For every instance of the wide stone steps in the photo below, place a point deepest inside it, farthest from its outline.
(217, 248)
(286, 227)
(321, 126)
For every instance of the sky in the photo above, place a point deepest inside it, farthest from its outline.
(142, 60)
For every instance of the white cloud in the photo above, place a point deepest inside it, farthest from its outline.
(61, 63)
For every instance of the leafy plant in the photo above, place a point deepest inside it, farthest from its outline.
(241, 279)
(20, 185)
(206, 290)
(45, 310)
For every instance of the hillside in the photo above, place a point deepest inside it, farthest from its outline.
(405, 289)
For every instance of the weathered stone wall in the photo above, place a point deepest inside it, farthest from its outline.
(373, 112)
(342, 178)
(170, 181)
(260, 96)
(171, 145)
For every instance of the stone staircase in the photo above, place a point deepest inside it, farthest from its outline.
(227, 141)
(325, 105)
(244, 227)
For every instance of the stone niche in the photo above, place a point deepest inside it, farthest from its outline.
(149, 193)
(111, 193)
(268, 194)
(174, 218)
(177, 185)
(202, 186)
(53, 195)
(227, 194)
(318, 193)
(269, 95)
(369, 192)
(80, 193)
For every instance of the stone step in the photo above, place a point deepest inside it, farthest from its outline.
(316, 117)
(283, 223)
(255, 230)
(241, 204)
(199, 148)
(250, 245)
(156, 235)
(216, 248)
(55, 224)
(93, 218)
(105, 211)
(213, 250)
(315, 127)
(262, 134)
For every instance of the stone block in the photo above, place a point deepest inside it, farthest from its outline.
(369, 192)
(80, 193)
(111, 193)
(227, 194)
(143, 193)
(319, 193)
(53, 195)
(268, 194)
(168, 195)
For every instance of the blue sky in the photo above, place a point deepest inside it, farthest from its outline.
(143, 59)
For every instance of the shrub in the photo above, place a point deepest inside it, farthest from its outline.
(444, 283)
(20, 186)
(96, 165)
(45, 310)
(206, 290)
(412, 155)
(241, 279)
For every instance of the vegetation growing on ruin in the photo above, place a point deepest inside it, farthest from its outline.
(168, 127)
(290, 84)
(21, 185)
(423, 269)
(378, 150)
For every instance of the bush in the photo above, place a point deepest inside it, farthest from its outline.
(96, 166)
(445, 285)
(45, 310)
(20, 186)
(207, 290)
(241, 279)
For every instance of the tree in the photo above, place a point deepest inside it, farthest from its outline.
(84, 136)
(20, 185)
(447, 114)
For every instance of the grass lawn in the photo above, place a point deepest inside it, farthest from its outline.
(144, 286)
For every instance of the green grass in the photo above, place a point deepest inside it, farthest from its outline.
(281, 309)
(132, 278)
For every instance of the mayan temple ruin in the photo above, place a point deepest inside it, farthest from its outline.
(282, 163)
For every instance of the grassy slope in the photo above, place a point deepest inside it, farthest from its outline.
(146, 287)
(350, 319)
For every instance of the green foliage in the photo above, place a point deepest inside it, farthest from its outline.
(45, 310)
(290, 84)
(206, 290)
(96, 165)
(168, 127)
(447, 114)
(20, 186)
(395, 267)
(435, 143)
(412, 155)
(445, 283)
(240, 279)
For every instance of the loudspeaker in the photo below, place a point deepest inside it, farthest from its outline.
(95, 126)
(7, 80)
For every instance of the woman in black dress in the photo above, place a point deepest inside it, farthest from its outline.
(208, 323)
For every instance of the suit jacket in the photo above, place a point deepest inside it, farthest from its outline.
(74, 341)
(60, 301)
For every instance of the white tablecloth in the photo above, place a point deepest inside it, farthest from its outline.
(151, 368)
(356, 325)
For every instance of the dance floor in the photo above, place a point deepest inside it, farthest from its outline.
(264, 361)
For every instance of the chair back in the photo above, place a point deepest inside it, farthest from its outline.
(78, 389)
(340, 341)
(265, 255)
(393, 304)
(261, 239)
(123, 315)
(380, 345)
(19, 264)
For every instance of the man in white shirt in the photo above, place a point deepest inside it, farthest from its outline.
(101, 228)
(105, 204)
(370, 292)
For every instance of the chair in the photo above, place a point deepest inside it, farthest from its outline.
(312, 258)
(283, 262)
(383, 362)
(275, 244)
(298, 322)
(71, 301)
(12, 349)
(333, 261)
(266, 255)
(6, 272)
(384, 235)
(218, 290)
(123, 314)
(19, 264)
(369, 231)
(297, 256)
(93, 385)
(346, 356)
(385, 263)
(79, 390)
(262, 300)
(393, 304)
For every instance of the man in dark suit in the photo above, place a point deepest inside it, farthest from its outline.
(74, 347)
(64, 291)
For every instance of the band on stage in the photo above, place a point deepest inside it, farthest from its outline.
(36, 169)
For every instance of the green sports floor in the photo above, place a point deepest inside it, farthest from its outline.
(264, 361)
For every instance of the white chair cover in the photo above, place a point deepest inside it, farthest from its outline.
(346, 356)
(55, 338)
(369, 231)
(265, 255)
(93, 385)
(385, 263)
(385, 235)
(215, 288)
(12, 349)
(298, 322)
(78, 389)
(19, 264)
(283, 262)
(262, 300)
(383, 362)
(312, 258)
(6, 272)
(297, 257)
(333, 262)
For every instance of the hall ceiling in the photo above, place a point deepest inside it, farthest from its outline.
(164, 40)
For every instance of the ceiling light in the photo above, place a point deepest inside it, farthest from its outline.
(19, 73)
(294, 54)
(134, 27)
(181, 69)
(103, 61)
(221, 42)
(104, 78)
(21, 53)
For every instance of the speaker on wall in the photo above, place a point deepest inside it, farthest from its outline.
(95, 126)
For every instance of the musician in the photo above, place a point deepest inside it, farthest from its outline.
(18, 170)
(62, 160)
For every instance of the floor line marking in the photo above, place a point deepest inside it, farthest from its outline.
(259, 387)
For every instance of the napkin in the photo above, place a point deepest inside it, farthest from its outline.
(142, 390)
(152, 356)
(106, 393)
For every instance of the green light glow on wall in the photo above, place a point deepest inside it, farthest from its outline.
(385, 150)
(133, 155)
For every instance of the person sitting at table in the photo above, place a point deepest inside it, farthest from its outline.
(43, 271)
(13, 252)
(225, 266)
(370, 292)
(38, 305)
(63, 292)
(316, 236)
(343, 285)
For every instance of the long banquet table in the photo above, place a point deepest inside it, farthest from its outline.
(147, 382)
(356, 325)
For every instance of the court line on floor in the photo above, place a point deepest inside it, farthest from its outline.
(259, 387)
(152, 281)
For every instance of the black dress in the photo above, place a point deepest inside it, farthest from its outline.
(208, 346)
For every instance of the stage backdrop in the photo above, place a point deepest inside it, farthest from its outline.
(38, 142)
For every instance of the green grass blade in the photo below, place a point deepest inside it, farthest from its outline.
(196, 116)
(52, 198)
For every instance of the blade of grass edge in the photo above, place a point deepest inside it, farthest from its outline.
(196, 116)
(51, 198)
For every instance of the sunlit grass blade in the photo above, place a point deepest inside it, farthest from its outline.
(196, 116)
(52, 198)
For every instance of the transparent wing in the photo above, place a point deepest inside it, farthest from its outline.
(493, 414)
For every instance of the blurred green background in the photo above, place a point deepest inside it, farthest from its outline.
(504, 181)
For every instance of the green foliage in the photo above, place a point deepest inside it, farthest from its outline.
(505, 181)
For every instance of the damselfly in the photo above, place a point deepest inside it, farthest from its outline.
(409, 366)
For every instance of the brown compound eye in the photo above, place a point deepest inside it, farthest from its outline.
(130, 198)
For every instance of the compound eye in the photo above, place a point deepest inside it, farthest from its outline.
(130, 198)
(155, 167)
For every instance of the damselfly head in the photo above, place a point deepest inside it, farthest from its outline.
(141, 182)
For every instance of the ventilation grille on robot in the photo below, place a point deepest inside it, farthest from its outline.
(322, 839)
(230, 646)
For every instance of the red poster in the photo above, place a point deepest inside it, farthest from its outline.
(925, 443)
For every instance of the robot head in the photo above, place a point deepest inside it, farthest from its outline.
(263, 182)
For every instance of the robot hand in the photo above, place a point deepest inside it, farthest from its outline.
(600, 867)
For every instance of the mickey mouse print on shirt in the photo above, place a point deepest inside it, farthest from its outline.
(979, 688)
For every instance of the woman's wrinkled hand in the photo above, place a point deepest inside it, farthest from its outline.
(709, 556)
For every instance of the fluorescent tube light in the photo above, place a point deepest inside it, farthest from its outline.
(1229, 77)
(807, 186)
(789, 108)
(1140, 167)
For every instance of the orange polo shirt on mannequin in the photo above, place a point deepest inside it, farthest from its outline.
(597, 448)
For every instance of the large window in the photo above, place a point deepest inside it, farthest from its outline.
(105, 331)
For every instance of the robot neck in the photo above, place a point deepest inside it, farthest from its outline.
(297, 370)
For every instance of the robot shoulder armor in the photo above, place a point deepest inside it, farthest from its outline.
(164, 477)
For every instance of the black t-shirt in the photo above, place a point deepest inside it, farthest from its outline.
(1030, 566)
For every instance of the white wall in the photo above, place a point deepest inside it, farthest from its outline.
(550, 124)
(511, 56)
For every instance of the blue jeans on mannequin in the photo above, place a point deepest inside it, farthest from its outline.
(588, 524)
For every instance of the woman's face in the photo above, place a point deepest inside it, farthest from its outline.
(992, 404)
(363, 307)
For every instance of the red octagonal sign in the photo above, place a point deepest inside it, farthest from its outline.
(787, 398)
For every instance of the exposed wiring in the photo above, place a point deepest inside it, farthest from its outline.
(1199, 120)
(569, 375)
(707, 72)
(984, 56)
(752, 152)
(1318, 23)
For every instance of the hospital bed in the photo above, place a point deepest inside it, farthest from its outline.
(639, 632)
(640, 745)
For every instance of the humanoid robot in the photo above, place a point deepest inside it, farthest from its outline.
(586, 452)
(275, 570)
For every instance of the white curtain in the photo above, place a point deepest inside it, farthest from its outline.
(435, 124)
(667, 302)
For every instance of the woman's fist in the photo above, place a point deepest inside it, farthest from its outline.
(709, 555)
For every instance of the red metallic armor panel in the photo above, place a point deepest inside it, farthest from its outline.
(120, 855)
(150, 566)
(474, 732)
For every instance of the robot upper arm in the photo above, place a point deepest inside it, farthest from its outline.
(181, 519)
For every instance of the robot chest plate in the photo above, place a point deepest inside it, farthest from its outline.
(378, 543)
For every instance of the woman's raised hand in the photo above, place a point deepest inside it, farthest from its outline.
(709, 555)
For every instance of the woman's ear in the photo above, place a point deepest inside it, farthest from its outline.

·····

Restate exactly each line of the data from the one bearing "For every instance of the woman's fist" to the end, and add nothing.

## TASK RESULT
For every instance of the woman's fist in the photo above, place a point deepest inside it, farthest from its outline.
(709, 555)
For every instance of the red metallic armor panel in the photo above, place a point deepest inside it, farthest from its outline.
(120, 855)
(150, 566)
(474, 732)
For every instance of the robot upper arm in the photo above, place a point deepest inside it, farthest from its outline.
(181, 519)
For every instance of the robot chest plate in the photo above, place a point deepest inside it, farthest from its outline.
(378, 543)
For every instance of the woman's raised hand in the photo above, place a point deepest inside it, farthest from its outline.
(709, 555)
For every instance of the woman's ear in the photo above, place a point deepest inside it, farthest from its outline.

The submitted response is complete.